**Text provided:**
══════════

Even with a negative test, though, unless you know it’s allergies, you probably have some other respiratory virus. If you’ll be around others, wear a mask until you’re no longer sick so you don’t give someone else the flu or another illness. Even if you’re healthy, plenty of others may not be able to fight off an infection as well as you can.

Can Rapid Tests Tell Me Whether It’s Safe to Go Out?

Despite the popular use of rapid antigen tests as “screening” measures to allow folks to gather without masks, this approach makes assumptions that we don’t have the data to back up—and that’s never really been an appropriate use of tests, Butler-Wu says.

“They're continually referred to in the public discourse as tests for infectiousness or tests for contagiousness,” but experts in clinical microbiology balk at that idea “because there's no such thing as a test for infectiousness or contagiousness,” Butler-Wu says. “These test for high viral load,” one component of infectiousness but not the only one, she says. For example, if you test negative because you have an infection but your viral load is just shy of what the test picks up, that doesn’t mean you aren’t contagious, especially if you’ll be maskless in a small, poorly ventilated room.

Plus, rapid tests were designed to assess the presence of an infection in people with symptoms, not people without symptoms. If you use rapid tests as a “screening” tool among asymptomatic people, negative results may mean a lower likelihood that someone present has a contagious infection, but it’s far from a guarantee.

“I’ve never felt comfortable with people deciding it was somehow safe to do something on the basis of a negative test and not going along with the usual precautions,” Butler-Wu says. “You can get away with that when the community prevalence low because, statistically, it's unlikely that the people meeting have it. That becomes a completely different kettle of fish when the prevalence starts to increase, and now you're seeing it with Omicron.”

══════════

**Data extracts:**
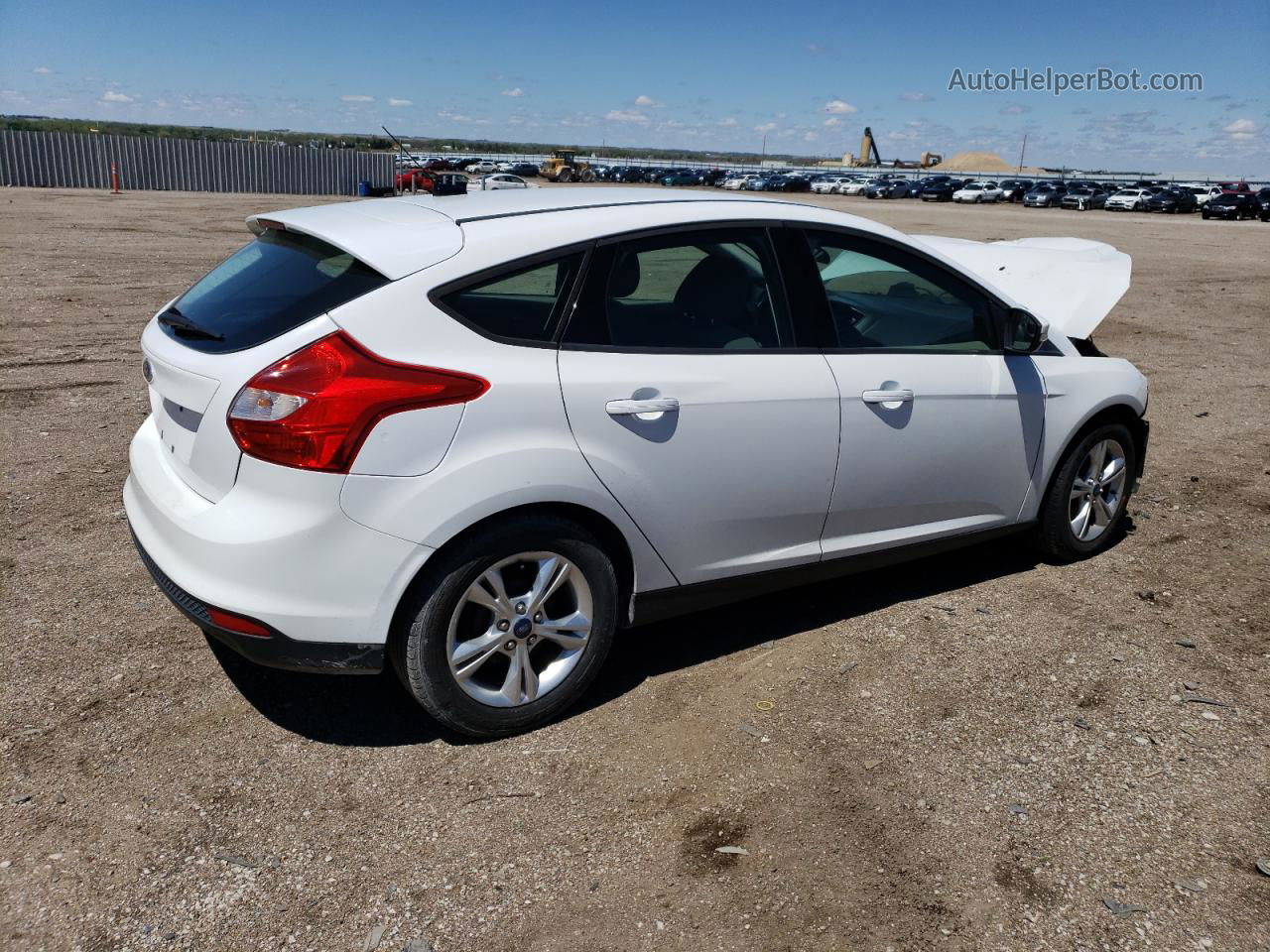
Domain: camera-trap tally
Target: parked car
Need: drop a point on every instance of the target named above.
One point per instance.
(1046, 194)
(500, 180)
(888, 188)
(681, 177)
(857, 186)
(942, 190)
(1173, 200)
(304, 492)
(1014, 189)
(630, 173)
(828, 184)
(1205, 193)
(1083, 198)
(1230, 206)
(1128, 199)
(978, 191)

══════════

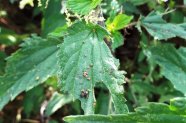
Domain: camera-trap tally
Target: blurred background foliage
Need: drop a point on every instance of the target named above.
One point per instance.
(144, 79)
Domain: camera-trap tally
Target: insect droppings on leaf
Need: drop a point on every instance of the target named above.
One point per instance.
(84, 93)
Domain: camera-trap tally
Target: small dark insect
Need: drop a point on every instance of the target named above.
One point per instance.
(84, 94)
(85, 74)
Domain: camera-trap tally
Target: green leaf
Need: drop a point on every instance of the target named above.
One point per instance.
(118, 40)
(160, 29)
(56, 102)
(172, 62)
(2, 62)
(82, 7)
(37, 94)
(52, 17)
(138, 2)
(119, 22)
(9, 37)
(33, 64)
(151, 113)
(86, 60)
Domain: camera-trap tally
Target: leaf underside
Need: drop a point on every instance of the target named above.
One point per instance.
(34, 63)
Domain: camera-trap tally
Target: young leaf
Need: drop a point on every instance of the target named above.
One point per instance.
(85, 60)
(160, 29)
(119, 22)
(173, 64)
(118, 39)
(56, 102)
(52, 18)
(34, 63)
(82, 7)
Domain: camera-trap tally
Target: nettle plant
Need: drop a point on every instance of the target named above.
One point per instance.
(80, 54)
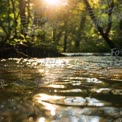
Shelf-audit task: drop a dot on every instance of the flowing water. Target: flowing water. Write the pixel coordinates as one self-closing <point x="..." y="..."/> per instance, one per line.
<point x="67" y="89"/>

══════════

**What the task asks:**
Rewrite the stretch of the rapid-test text from "Even with a" through "tests, Butler-Wu says.", swapping "respiratory virus" for "respiratory illness".

**Solution to the problem:**
Even with a negative test, though, unless you know it’s allergies, you probably have some other respiratory illness. If you’ll be around others, wear a mask until you’re no longer sick so you don’t give someone else the flu or another illness. Even if you’re healthy, plenty of others may not be able to fight off an infection as well as you can.

Can Rapid Tests Tell Me Whether It’s Safe to Go Out?

Despite the popular use of rapid antigen tests as “screening” measures to allow folks to gather without masks, this approach makes assumptions that we don’t have the data to back up—and that’s never really been an appropriate use of tests, Butler-Wu says.